_Exercises to complete_
**a)** Name every comic creator that the Legion of Super-Heroes announcement mentions.
**b)** Write the next paragraph of the Legion of Super-Heroes announcement.

_Text to read_
━━━

It’s been a long, long road for we suffering Legion of Super-Heroes fans. After the cancellation of their most recent title in the New 52, there had been a real drought in appearances for our favorite far future super-teens. A key role in the short-lived Justice League United here, Saturn Girl cameos during DC Rebirth and her role in Doomsday Clock there…but otherwise, it’s pretty much been famine…but as of this September that all changes; after weeks and really months of teasing, it can finally be revealed: Brian Michael Bendis, the current Superman architect is teaming with Ryan Sook, Jim Lee, Nicola Scott and more for the book that finally brings back the LSH into DC continuity – get ready for Legion of Super-Heroes: Millennium.
Legion of Super-Heroes: Millennium is a two part series, starting in September, that will then pave the way for a new ongoing (!!) Legion comic by Bendis and Sook. This all-star series will feature a surprising tour guide leading readers through a very long journey to the 31st Century, as she finds herself suddenly immortal and embarking on a 1,000 year odyssey connecting all of DC’s future timelines officially for the very first time. She’ll encounter quite an array of DC characters and settings both dystopian and utopian, each drawn by a different artist of renown.

━━━

_Raw records_
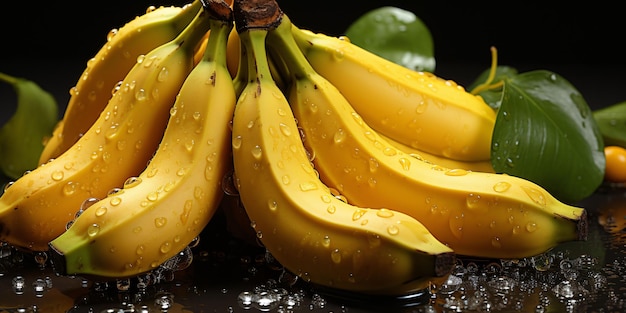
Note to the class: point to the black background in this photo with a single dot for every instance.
(51, 41)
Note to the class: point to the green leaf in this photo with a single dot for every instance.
(612, 123)
(492, 96)
(545, 132)
(22, 136)
(395, 34)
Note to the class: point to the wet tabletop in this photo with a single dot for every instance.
(223, 273)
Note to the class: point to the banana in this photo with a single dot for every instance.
(478, 166)
(476, 214)
(156, 214)
(34, 119)
(310, 232)
(109, 66)
(417, 109)
(36, 207)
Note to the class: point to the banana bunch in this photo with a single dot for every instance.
(295, 215)
(475, 213)
(155, 215)
(417, 109)
(108, 67)
(37, 206)
(339, 194)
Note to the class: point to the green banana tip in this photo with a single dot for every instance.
(57, 259)
(582, 226)
(218, 9)
(261, 14)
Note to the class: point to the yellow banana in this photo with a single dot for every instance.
(155, 215)
(417, 109)
(37, 206)
(475, 213)
(310, 232)
(109, 66)
(477, 166)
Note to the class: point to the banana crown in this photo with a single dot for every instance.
(108, 67)
(162, 210)
(353, 158)
(297, 218)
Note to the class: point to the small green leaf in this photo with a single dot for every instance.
(612, 123)
(545, 132)
(22, 136)
(395, 34)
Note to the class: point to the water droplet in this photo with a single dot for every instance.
(405, 163)
(456, 172)
(163, 74)
(339, 136)
(501, 186)
(531, 227)
(140, 95)
(335, 256)
(189, 145)
(115, 201)
(357, 214)
(236, 142)
(93, 230)
(308, 186)
(326, 241)
(273, 205)
(87, 203)
(152, 196)
(160, 222)
(384, 213)
(535, 195)
(165, 247)
(495, 242)
(389, 151)
(257, 152)
(100, 211)
(393, 230)
(57, 175)
(285, 129)
(132, 182)
(70, 188)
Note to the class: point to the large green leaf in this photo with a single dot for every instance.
(545, 132)
(395, 34)
(612, 123)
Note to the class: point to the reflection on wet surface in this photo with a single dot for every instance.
(226, 274)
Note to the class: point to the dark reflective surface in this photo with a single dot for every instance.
(230, 274)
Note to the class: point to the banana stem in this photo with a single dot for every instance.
(9, 79)
(254, 17)
(220, 17)
(296, 64)
(250, 14)
(218, 10)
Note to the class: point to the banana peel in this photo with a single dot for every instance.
(22, 137)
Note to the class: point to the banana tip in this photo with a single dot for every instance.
(582, 227)
(57, 258)
(444, 263)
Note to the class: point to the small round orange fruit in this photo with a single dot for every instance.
(615, 164)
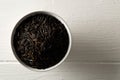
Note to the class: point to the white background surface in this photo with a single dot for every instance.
(95, 28)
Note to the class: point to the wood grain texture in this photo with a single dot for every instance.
(94, 25)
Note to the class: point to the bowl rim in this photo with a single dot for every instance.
(58, 18)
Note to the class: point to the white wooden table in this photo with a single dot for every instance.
(95, 28)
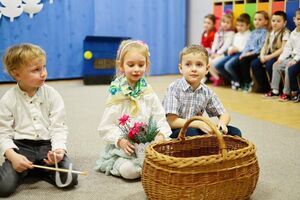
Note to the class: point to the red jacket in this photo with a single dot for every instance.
(208, 38)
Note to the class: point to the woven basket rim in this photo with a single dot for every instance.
(231, 155)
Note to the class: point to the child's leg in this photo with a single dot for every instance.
(49, 176)
(231, 67)
(260, 75)
(269, 68)
(245, 63)
(212, 69)
(234, 131)
(276, 74)
(221, 68)
(9, 179)
(293, 72)
(286, 87)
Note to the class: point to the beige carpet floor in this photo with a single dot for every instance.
(278, 150)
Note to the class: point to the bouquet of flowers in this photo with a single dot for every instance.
(139, 132)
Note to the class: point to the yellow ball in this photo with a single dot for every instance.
(88, 55)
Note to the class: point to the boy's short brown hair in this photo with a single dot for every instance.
(280, 13)
(20, 55)
(195, 49)
(244, 18)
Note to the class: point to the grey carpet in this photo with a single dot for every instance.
(278, 151)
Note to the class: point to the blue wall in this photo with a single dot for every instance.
(61, 27)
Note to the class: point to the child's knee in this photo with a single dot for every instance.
(127, 170)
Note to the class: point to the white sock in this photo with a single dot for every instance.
(127, 170)
(275, 91)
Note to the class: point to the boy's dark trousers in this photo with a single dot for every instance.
(35, 151)
(194, 131)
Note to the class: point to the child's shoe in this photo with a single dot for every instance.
(284, 97)
(235, 85)
(247, 87)
(296, 99)
(271, 95)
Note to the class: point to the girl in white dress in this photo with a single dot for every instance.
(130, 94)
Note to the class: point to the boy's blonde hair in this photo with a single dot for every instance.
(21, 55)
(195, 49)
(128, 45)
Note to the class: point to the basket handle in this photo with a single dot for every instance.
(222, 145)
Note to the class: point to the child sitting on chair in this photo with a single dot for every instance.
(289, 58)
(32, 121)
(188, 97)
(130, 94)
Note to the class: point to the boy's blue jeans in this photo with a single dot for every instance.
(35, 151)
(194, 131)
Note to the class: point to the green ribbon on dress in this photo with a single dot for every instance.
(120, 90)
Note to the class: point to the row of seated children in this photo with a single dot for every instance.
(233, 61)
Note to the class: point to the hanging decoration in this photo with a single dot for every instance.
(11, 9)
(14, 8)
(32, 7)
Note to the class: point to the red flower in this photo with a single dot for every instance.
(132, 133)
(123, 120)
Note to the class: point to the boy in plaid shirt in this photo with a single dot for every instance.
(187, 97)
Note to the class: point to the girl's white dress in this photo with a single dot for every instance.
(139, 103)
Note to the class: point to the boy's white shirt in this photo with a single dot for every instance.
(240, 40)
(292, 47)
(41, 117)
(149, 105)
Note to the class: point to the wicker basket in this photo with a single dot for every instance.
(210, 167)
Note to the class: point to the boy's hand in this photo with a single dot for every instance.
(50, 156)
(159, 137)
(127, 147)
(204, 127)
(19, 162)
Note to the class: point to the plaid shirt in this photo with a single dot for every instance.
(186, 103)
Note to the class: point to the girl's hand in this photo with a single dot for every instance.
(50, 156)
(263, 59)
(290, 63)
(223, 128)
(127, 147)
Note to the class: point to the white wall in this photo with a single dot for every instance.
(196, 10)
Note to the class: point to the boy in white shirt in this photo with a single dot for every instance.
(32, 121)
(227, 66)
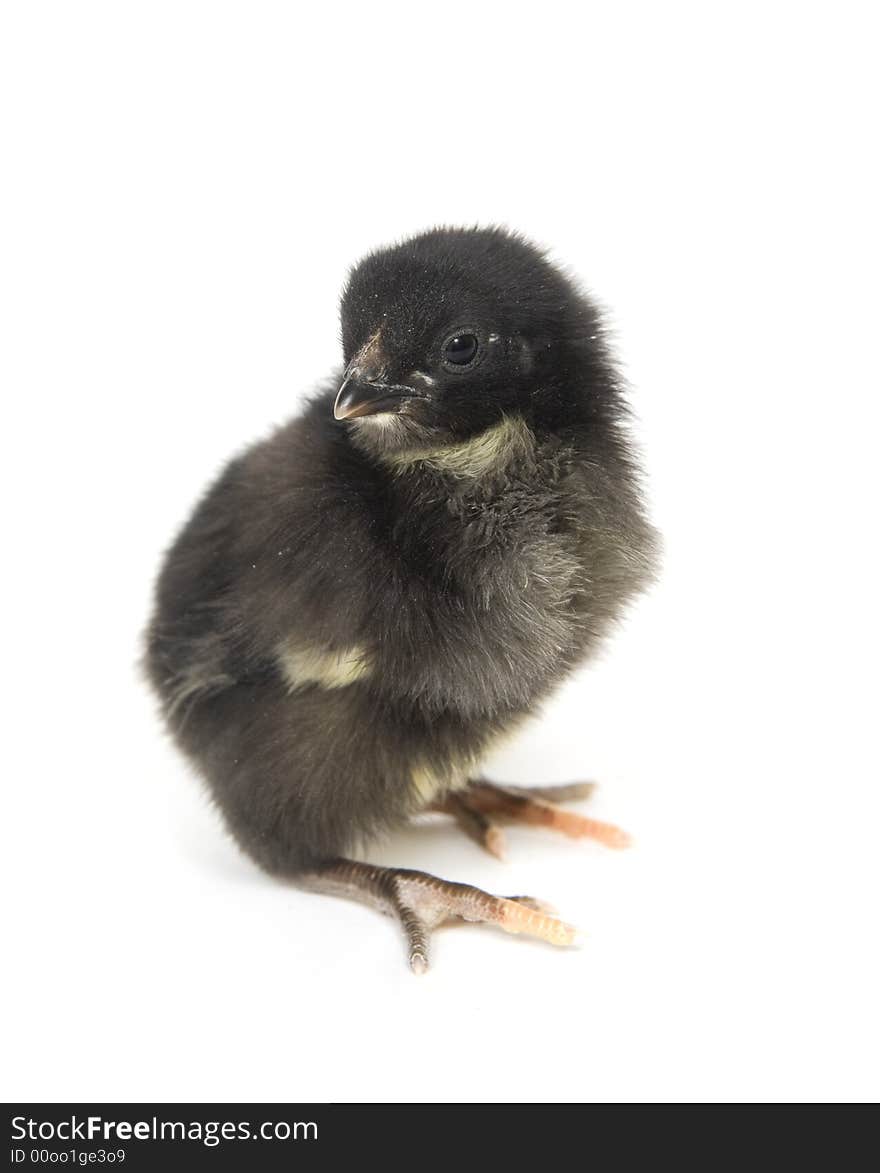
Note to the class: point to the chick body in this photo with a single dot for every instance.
(345, 625)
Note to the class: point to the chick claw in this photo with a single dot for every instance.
(474, 806)
(421, 901)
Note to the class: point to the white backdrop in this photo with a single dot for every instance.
(184, 185)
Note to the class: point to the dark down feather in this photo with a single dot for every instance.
(358, 608)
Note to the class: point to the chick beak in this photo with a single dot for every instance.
(363, 392)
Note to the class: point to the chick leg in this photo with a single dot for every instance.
(474, 807)
(421, 901)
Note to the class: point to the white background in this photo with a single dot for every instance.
(183, 189)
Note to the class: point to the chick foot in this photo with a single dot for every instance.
(474, 807)
(421, 901)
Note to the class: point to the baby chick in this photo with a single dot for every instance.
(366, 601)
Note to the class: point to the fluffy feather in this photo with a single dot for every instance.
(467, 555)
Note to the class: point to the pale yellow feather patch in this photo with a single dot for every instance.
(304, 664)
(488, 452)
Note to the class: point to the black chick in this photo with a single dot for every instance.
(365, 602)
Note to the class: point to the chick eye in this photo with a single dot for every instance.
(461, 348)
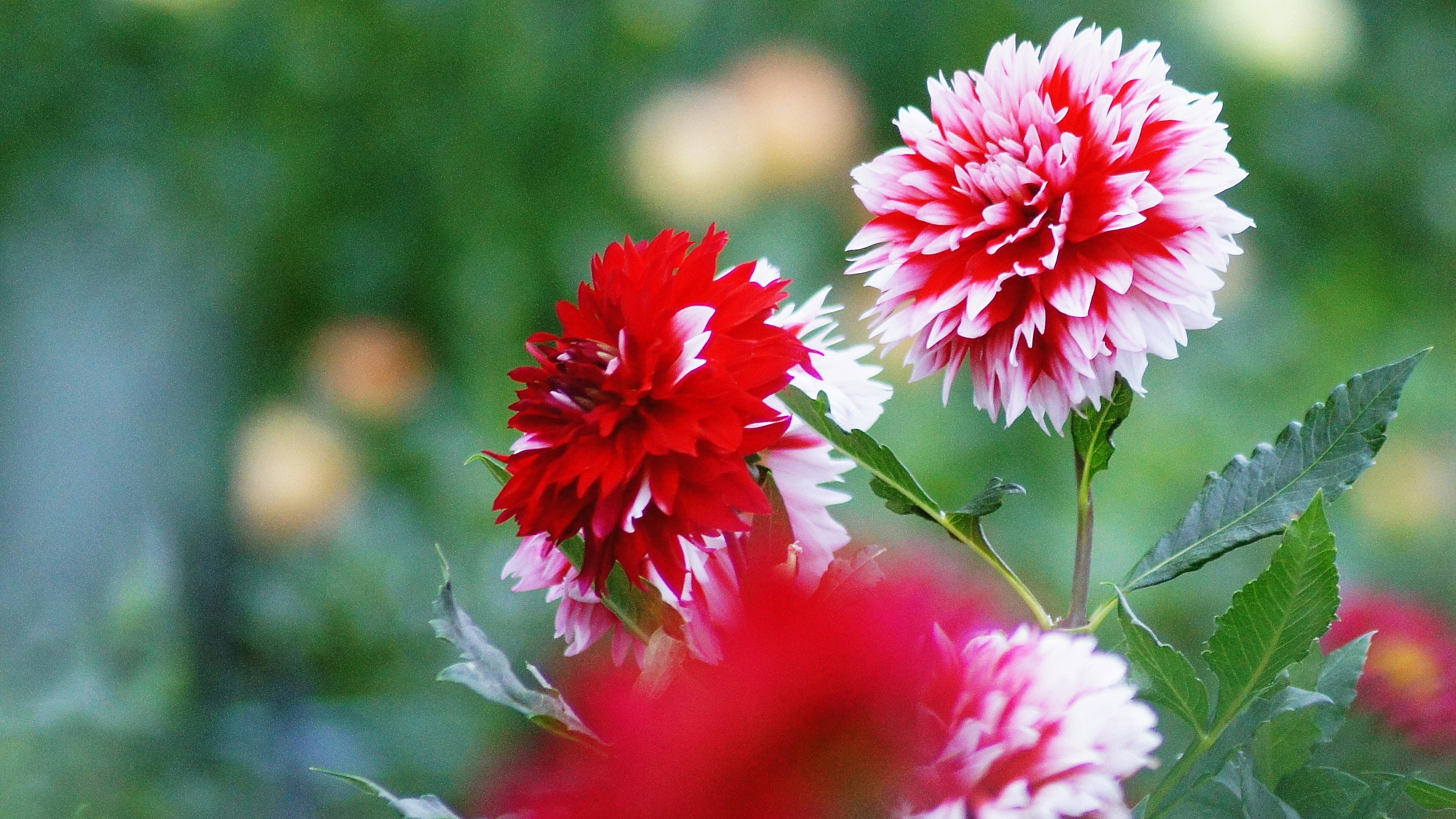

━━━

_Final answers_
**a)** Brian Michael Bendis, Ryan Sook, Jim Lee, Nicola Scott

**b)**
The first issue will feature:

  • Supergirl, drawn by Jim Lee
  • Batman Beyond, drawn by Dustin Nguyen
  • Kamandi, drawn by Andrea Sorrentino
  • Tommy Tomorrow, drawn by André Lima Araújo

While the second issue, out in October, keeps the mysterious immortal’s road toward the 31st century going with the following stops:

  • Booster Gold, drawn by Nicola Scott
  • OMAC, drawn by Jim Cheung
  • A DC “off-world” chapter, drawn by Jeff Dekal
  • Legion of Super-Heroes, drawn by Ryan Sook

One heck of a line-up, and it provides a terrific on-ramp for the Bendis/Sook Legion ongoing that will hopefully follow immediately thereafter (though no date has been announced for that new series as of yet). I wouldn’t have pieced together that OMAC would follow so far after Kamandi, but the story of how the Global Peace Agency gives way to the United Planets sounds like a fascinating tale to be told. What a way to kick this long-awaited series off, and the first issue is out on September 18th.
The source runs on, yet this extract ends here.